Page extract
============================================================

20 January 2009

The power of the Word

It was Pascha of the first year after the Communist October Revolution. In front of the Winter Palace in St. Petersburg, Lunaciarski was holding an atheist conference. This founder of the "bezbojnik" (without God) movement had declared openly a couple of months earlier that God should disappear completely from the vast Soviet territories. He had made a solemn commitment in the presence of the Soviet Communist party. On that day the meeting was of great size. Country people and workmen from surrounding areas and from far away had been brought forcibly to attend...There were thousands of Bolsheviks applauding and thundering slogans against God. The orator was in his glory.
To make the argument more powerful, an inflamed group of Communists surprised an old priest on the street; they beat him, spat upon him, pulled his beard and brought him on the stage. Lunaciarski looked at him and said, "Do you see these multitudes? from now on, they do not believe in God; they believe in me, in what I tell them. Look, I give you the floor. If in five minutes, you do not convince them that God exists, I will execute you." The priest turned to the people, and, this being Pascha, he felt in his heart a flow of warm love and compassion for these people. He cleared his voice and cried out with a supernatural force, "BRETHREN, CHRIST IS RISEN!" There were a few seconds of dead silence, and then as if from the depths or even from heaven, the answer of tens of thousands of Bolsheviks reverberated through the air: "HE IS RISEN INDEED!" The old man made the sign of the cross in the presence of the speaker and said, "Your Excellency, my demonstration is finished." Then he slipped away through the crowd and disappeared. The writer Nicholas Arseniev, who was an eyewitness, later related the facts of this event in his memoirs when he was in exile.

============================================================

Task requirements
A. In the account of the Pascha gathering, who was the eyewitness who later recorded the event in his memoirs?
B. Print the passage of the account of the Pascha gathering starting with "It was Pascha" and going on through "in his glory.".

============================================================

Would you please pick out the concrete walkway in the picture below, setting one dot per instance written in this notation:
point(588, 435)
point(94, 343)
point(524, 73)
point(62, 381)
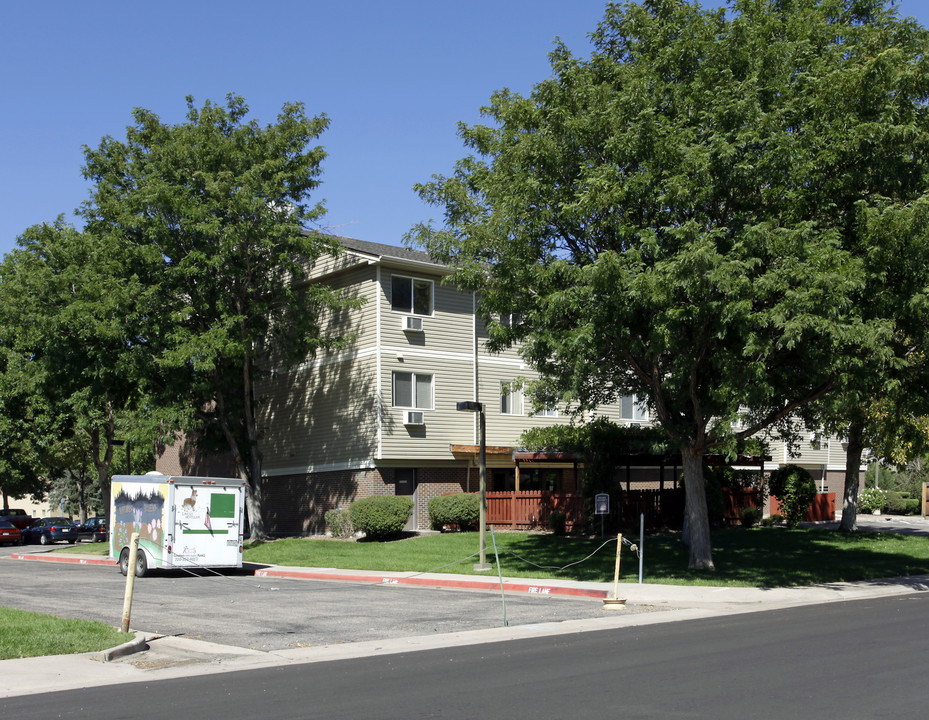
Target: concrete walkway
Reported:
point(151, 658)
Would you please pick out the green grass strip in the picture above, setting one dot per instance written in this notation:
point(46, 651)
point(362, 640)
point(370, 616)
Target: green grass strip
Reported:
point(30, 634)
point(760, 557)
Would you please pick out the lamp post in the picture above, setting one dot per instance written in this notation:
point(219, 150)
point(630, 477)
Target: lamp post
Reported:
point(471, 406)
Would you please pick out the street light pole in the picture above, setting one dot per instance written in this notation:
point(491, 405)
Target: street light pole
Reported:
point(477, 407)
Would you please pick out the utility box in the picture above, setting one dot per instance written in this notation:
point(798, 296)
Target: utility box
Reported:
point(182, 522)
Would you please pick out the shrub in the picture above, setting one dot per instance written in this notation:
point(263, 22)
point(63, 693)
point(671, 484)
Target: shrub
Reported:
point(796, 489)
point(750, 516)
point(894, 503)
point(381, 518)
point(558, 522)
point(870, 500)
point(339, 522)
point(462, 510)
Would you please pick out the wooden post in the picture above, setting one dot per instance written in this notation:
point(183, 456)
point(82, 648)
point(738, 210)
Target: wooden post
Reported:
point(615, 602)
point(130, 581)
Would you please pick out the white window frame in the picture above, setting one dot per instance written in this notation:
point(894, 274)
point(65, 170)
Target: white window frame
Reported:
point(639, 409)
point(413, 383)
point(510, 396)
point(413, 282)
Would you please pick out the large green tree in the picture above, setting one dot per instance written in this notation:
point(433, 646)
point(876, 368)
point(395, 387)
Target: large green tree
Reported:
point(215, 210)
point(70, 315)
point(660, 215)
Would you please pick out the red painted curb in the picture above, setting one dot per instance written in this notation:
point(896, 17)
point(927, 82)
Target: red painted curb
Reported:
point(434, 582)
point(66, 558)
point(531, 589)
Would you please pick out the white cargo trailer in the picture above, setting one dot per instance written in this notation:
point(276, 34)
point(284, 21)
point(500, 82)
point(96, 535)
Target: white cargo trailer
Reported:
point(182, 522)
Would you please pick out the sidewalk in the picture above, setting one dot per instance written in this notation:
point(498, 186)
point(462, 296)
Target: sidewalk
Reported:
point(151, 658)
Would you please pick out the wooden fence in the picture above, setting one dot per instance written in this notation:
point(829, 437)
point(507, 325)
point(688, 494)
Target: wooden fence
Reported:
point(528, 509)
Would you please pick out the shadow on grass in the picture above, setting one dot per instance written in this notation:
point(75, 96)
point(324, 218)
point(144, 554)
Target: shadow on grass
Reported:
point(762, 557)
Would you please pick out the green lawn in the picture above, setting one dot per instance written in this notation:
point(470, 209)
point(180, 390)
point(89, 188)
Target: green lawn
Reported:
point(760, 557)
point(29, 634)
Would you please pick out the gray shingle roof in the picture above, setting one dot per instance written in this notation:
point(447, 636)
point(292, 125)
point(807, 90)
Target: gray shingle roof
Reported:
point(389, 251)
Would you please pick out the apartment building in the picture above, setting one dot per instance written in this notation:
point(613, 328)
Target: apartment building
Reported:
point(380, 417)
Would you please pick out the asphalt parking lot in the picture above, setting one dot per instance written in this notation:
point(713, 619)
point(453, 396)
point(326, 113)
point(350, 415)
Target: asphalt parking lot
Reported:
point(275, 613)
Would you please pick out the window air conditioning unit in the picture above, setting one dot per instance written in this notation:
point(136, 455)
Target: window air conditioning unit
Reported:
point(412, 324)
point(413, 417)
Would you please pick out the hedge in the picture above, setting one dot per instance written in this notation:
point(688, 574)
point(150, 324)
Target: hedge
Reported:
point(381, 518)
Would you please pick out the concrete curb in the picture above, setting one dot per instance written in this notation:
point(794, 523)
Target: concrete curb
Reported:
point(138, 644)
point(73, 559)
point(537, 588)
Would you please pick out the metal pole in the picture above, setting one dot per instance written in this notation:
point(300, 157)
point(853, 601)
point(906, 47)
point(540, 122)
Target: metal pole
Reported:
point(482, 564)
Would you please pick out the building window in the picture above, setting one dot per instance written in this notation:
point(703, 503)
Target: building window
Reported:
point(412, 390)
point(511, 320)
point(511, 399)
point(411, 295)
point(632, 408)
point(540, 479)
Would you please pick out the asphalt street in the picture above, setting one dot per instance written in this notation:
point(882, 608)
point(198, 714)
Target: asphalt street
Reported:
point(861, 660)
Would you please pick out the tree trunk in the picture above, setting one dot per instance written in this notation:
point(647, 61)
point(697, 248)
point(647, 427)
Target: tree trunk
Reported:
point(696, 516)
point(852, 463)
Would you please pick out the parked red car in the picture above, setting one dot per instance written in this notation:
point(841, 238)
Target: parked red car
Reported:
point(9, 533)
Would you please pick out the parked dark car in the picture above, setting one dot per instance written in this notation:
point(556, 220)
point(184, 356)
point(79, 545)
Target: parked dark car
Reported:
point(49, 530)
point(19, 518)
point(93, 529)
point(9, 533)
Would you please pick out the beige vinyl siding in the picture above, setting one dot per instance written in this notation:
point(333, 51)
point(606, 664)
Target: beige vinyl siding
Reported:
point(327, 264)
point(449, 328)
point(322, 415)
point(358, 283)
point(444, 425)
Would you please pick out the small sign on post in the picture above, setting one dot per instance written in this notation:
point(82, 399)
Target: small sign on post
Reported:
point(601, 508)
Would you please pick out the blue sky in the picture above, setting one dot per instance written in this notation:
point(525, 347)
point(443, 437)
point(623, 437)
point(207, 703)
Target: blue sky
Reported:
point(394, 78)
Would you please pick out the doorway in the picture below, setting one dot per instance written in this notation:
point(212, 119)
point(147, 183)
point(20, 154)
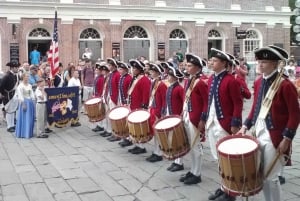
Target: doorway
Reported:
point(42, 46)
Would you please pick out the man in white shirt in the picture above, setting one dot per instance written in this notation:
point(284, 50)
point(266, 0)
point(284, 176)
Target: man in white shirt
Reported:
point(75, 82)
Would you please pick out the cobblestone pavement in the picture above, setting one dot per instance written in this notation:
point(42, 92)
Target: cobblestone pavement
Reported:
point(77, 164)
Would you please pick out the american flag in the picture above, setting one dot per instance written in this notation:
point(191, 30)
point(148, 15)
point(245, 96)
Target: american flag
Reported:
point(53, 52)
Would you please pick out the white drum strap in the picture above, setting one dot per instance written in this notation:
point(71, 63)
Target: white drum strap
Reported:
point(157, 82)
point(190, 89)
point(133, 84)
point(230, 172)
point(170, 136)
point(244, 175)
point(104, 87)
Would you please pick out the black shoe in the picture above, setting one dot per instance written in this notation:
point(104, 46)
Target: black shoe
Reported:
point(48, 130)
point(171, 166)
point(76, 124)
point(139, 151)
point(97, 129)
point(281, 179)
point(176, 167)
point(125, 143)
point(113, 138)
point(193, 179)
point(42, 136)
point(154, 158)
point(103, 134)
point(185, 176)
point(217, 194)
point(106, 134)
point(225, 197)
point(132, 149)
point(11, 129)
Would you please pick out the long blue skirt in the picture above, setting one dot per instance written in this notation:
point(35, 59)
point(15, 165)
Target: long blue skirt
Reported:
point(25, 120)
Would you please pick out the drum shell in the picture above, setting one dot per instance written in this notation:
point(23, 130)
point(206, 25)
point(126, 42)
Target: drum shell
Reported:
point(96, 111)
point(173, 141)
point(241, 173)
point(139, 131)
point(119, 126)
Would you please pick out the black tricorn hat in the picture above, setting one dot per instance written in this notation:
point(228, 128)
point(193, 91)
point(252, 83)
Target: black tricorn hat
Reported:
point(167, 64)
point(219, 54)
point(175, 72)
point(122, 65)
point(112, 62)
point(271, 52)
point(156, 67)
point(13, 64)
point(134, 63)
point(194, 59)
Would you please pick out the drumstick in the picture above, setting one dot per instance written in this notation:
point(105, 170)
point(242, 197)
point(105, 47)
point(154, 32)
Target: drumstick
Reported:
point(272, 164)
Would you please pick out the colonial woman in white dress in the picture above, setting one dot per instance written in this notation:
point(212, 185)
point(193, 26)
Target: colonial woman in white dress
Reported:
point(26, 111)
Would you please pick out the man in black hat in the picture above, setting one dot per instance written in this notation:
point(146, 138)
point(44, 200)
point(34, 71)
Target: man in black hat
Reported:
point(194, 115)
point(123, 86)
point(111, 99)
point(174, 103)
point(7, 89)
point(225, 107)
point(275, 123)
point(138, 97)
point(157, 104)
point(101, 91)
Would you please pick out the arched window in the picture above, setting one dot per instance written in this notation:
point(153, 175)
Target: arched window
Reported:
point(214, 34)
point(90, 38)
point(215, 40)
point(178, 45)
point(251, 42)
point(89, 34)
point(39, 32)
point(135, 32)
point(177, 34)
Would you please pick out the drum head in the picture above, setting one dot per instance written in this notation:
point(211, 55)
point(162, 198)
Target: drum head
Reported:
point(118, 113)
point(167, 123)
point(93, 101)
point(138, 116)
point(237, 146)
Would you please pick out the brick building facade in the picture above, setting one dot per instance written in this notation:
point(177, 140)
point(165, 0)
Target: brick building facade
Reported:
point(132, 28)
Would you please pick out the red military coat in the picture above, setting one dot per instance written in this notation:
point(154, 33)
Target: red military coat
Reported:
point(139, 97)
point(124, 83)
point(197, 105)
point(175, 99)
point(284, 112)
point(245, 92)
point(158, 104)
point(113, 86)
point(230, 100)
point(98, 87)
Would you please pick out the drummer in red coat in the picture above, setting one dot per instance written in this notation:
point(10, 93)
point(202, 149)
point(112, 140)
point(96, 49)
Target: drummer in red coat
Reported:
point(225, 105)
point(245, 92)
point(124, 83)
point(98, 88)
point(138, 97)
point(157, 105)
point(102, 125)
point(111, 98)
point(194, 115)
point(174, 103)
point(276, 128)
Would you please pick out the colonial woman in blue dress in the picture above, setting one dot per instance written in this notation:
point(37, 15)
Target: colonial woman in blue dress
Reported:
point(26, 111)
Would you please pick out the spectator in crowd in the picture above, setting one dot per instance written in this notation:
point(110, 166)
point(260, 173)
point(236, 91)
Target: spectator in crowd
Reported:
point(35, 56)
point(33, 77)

============================================================

Task responses
A. The writer Nicholas Arseniev.

B.
It was Pascha of the first year after the Communist October Revolution. In front of the Winter Palace in St. Petersburg, Lunaciarski was holding an atheist conference. This founder of the "bezbojnik" (without God) movement had declared openly a couple of months earlier that God should disappear completely from the vast Soviet territories. He had made a solemn commitment in the presence of the Soviet Communist party. On that day the meeting was of great size. Country people and workmen from surrounding areas and from far away had been brought forcibly to attend...There were thousands of Bolsheviks applauding and thundering slogans against God. The orator was in his glory.